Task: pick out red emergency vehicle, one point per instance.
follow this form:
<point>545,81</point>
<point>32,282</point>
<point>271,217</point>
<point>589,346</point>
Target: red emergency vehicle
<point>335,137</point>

- - -

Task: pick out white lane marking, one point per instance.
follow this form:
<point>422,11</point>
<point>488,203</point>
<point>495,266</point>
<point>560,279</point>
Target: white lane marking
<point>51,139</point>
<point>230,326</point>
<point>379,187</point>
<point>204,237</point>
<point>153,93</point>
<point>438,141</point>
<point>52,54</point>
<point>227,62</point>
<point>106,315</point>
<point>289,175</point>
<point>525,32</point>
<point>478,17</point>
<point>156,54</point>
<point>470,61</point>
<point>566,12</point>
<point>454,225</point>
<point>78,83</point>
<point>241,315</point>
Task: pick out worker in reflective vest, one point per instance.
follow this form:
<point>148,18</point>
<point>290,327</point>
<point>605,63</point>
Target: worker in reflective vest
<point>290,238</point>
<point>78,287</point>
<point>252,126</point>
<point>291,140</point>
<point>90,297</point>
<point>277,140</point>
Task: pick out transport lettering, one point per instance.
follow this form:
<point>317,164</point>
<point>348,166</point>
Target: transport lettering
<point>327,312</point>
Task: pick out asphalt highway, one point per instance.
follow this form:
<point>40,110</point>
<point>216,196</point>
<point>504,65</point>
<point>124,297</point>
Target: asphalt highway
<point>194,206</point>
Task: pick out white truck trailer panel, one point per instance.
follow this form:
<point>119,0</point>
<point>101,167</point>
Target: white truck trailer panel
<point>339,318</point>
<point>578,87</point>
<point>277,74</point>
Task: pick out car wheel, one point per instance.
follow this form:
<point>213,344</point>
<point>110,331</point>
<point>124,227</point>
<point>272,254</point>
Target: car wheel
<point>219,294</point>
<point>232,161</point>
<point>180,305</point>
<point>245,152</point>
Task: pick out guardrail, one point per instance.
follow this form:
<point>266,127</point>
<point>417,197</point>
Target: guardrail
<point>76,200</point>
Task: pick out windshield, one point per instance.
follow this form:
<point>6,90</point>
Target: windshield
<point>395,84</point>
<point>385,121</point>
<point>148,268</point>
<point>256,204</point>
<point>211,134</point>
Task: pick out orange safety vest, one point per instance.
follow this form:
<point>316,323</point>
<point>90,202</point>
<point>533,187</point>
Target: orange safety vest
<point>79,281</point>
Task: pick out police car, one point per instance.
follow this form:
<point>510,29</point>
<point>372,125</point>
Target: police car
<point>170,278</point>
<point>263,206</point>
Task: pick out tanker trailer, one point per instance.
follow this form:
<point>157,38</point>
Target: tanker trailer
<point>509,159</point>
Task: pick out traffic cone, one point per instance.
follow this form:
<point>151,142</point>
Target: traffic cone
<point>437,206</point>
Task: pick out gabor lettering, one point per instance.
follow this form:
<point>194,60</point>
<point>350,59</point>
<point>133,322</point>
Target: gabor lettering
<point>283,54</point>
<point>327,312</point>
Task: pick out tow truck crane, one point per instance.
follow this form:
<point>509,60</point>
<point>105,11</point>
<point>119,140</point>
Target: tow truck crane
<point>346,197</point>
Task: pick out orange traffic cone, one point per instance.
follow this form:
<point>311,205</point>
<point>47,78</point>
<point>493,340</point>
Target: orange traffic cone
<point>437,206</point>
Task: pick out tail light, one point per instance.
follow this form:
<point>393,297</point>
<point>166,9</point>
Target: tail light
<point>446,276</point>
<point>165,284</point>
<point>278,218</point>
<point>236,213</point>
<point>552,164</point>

- - -

Above are the lines; repeat exactly the ones from the line containing "Target: white truck trailer panel" down to the line containing "<point>6,90</point>", both inclusive.

## [RESPONSE AREA]
Target: white truck trailer panel
<point>339,318</point>
<point>578,87</point>
<point>277,74</point>
Task: pick out car wheel, one point per instance.
follow this form:
<point>213,344</point>
<point>110,331</point>
<point>124,227</point>
<point>272,254</point>
Target: car wheel
<point>219,294</point>
<point>232,161</point>
<point>180,305</point>
<point>245,152</point>
Task: pick out guardrail, one point per instance.
follow this form:
<point>266,127</point>
<point>417,197</point>
Target: guardrail
<point>76,200</point>
Task: pick out windshield, one point per instance.
follow this form:
<point>6,90</point>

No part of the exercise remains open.